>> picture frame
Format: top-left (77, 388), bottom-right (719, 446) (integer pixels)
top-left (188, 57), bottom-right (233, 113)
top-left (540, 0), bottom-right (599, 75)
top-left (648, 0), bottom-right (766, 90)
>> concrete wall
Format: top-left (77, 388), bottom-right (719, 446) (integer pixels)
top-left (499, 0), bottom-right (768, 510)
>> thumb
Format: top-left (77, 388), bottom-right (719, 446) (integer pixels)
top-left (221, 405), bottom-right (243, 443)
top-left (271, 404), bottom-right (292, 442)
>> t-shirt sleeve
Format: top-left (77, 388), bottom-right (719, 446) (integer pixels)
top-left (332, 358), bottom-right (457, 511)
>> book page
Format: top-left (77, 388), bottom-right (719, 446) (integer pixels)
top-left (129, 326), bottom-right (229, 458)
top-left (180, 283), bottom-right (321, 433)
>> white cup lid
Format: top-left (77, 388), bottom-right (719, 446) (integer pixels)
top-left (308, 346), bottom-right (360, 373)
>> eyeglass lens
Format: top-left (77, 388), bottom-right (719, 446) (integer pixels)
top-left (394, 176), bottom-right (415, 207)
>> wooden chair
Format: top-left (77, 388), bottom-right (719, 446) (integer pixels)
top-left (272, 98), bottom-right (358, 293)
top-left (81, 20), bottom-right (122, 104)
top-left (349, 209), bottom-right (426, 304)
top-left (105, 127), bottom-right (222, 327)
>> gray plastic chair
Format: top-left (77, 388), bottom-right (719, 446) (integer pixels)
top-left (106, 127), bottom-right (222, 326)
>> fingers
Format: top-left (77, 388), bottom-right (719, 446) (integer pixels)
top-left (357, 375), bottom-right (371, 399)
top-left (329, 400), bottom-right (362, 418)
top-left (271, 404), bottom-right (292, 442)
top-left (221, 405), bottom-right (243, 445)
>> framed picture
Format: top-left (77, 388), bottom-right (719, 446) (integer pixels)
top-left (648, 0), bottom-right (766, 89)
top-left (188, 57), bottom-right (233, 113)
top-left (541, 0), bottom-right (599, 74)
▬▬▬
*EXERCISE DESCRIPTION*. Exactly as they stand, repeat all the records.

*OUTPUT FOR THIS EXERCISE*.
>> picture frame
Format: top-left (77, 388), bottom-right (719, 446) (integer pixels)
top-left (188, 57), bottom-right (233, 113)
top-left (540, 0), bottom-right (599, 75)
top-left (648, 0), bottom-right (766, 90)
>> concrete wall
Format: top-left (77, 388), bottom-right (719, 446) (integer pixels)
top-left (499, 0), bottom-right (768, 510)
>> thumb
Format: top-left (77, 388), bottom-right (719, 446) (integer pixels)
top-left (221, 405), bottom-right (243, 443)
top-left (271, 404), bottom-right (292, 442)
>> t-shirt sleeve
Format: top-left (77, 388), bottom-right (719, 446) (integer pixels)
top-left (332, 358), bottom-right (457, 511)
>> book page
Format: top-left (77, 388), bottom-right (719, 446) (integer pixels)
top-left (129, 326), bottom-right (229, 458)
top-left (180, 283), bottom-right (321, 433)
>> white cup lid
Format: top-left (77, 388), bottom-right (719, 446) (integer pixels)
top-left (308, 346), bottom-right (360, 373)
>> eyeglass lens
Format: top-left (77, 388), bottom-right (719, 446) (integer pixels)
top-left (394, 176), bottom-right (415, 207)
>> wooden chair
Format: top-left (77, 388), bottom-right (719, 446) (integer pixels)
top-left (272, 98), bottom-right (358, 293)
top-left (81, 20), bottom-right (122, 104)
top-left (349, 209), bottom-right (426, 304)
top-left (105, 127), bottom-right (222, 327)
>> gray plastic chair
Format: top-left (77, 388), bottom-right (719, 446) (integer pixels)
top-left (106, 127), bottom-right (222, 326)
>> fingers
Format: top-left (77, 388), bottom-right (719, 446) (integer pixels)
top-left (357, 375), bottom-right (371, 399)
top-left (329, 400), bottom-right (362, 418)
top-left (271, 404), bottom-right (292, 442)
top-left (221, 405), bottom-right (243, 445)
>> framed picture
Format: top-left (77, 388), bottom-right (719, 446) (integer pixels)
top-left (648, 0), bottom-right (766, 89)
top-left (188, 57), bottom-right (233, 113)
top-left (541, 0), bottom-right (599, 74)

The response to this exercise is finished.